▸ QUOTED PASSAGE
******
Dr John Demartini

October 27, 2009

john-demartiniLast weekend I went to a seminar run by the very impressive Dr John Demartini. He has a method for collapsing our lop-sided perceptions so that we can see ‘what is’ rather than some infatuated or resentful view of the world.

Amongst many other things, he told us how bipolar, depression, schizophrenia and addiction come about and how to solve them. It would take me a long time to explain, but basically these states are caused by false perceptions and are resolved by changing those perceptions.

For example, John treated a young woman who had been addicted to heroin for six years. He found out that the addiction started when her parents divorced. This caused her deep grief. Let’s say this was a negative experience with a magnitude of -8. So in her attempt to to regain balance she sought a massively positive experience of +8, which she could only find with heroin.

John uncovered that she had a perception of how life should be. Deep down she clung to an image of a happy home with a white picket fence etc. When life challenged that ideal she felt a deep sense of loss resulting in grief. The feeling of loss continued as long as the perception was maintained.

She was infatuated with the ideal family home and could only see the positive attributes and no negatives. So John took her through a process of changing her perceptions. He asked to to come up with negatives/drawbacks about the family home. Of course, she was totally brainwashed into thinking it was all perfect and struggled to find any drawbacks, but eventually she comes up with a few: it would take a lot of time and effort and money to maintain, it would make other people jealous, the neighbours might be gang members, etc.
******
▸ EXCERPTED RECORDS
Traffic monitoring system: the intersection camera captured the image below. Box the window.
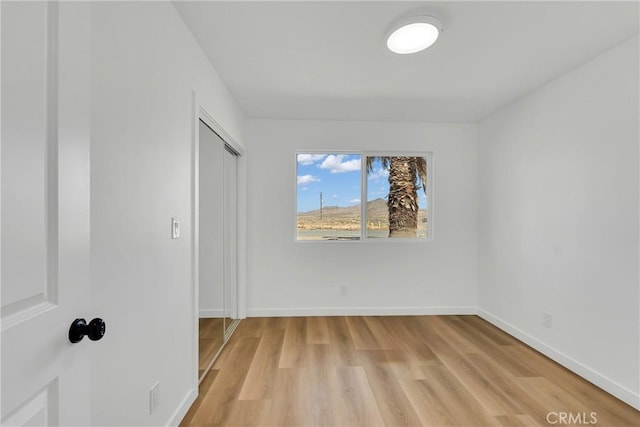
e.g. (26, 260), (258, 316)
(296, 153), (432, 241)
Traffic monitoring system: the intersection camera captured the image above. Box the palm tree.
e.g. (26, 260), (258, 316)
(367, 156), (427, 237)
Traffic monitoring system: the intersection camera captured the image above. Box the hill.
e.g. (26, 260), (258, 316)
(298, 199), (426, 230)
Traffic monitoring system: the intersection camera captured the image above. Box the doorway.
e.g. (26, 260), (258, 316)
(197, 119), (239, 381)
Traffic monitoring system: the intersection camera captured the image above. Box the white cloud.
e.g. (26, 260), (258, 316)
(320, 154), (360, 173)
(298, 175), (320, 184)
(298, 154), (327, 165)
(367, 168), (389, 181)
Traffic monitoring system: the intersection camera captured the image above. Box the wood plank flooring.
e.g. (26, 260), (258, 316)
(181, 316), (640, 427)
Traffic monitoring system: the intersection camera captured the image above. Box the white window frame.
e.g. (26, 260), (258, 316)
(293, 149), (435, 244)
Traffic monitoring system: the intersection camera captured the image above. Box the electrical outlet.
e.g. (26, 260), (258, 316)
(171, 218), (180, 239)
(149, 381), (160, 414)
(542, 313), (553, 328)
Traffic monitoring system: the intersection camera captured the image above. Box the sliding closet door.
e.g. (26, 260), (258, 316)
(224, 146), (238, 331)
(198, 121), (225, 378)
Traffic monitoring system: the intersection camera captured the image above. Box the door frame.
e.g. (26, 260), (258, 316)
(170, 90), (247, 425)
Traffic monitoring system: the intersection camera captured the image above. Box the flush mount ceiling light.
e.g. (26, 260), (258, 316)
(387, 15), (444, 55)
******
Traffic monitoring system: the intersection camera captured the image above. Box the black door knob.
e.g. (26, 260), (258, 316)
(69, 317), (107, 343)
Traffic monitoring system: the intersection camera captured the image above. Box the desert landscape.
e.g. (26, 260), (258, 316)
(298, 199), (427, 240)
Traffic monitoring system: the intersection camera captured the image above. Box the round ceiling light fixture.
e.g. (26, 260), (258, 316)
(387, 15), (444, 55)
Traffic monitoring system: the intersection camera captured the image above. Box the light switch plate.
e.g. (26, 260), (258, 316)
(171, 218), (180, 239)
******
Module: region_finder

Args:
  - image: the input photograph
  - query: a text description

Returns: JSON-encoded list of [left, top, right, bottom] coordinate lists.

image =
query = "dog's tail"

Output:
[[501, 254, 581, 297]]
******
▸ WORK ITEM A
Answer these from the Demartini post:
(i) What date does the post carry?
(ii) For how long had the young woman been addicted to heroin?
(iii) What event started her addiction?
▸ WORK ITEM B
Please rewrite the stretch of the Demartini post from "John uncovered that" through "gang members, etc.", changing "family home" to "household".
▸ WORK ITEM C
According to the Demartini post, why did the young woman turn to heroin? Answer in one to three sentences.
Answer from the Demartini post only.

▸ ANSWER SPACE A
(i) October 27, 2009
(ii) Six years
(iii) Her parents' divorce

▸ ANSWER SPACE B
John uncovered that she had a perception of how life should be. Deep down she clung to an image of a happy home with a white picket fence etc. When life challenged that ideal she felt a deep sense of loss resulting in grief. The feeling of loss continued as long as the perception was maintained.

She was infatuated with the ideal household and could only see the positive attributes and no negatives. So John took her through a process of changing her perceptions. He asked to to come up with negatives/drawbacks about the household. Of course, she was totally brainwashed into thinking it was all perfect and struggled to find any drawbacks, but eventually she comes up with a few: it would take a lot of time and effort and money to maintain, it would make other people jealous, the neighbours might be gang members, etc.

▸ ANSWER SPACE C
Her parents' divorce was a deeply negative experience, given a magnitude of -8, and she tried to regain balance by seeking an equally positive experience of +8. She could only find that with heroin.